REQUIRED WORK:
Look for "of the house" in the records below, then copy that line and every line after it, exactly and with nothing added.

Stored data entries
****************

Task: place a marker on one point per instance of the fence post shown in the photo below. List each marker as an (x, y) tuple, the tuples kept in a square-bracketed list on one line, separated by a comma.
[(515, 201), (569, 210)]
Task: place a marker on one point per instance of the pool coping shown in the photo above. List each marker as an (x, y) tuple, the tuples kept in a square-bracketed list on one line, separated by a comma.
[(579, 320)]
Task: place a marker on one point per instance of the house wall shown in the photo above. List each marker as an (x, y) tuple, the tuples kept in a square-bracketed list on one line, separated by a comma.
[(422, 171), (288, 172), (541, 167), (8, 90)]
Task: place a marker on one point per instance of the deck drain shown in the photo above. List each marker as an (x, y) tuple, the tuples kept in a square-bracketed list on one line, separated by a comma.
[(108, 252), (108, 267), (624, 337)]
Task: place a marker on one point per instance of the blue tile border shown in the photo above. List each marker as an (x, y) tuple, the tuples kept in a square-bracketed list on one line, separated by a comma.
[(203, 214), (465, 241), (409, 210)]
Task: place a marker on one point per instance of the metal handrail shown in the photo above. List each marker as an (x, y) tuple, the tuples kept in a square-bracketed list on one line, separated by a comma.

****************

ANSWER BOX:
Task: place a marker on one point per instance of the house wall shown in the photo above. List each marker as an (x, y) tuple, the tuples kept in a square-bracketed list on one line, separated by a comma.
[(422, 171), (288, 172), (541, 167), (8, 90)]
Task: place a marker on one point per instance of the deck drain shown in the photo above. List each marker as an (x, y) tuple, the tuples kept in a square-bracketed list on one line, separated by a comma.
[(108, 252), (108, 267), (624, 337)]
Task: place a marker on one point per instance of the blue tile border shown in the photo above. List each marker as an (x, y) tuple, the tuples kept in a square-bracketed list on one line, separated by a comma.
[(203, 214), (465, 241), (409, 210)]
Task: place a marker on one point per instance of the metal handrail shown in the photo above. List each marker as an (x, y) tuple, the tuples kept in a square-bracketed list on one line, separated by a comma.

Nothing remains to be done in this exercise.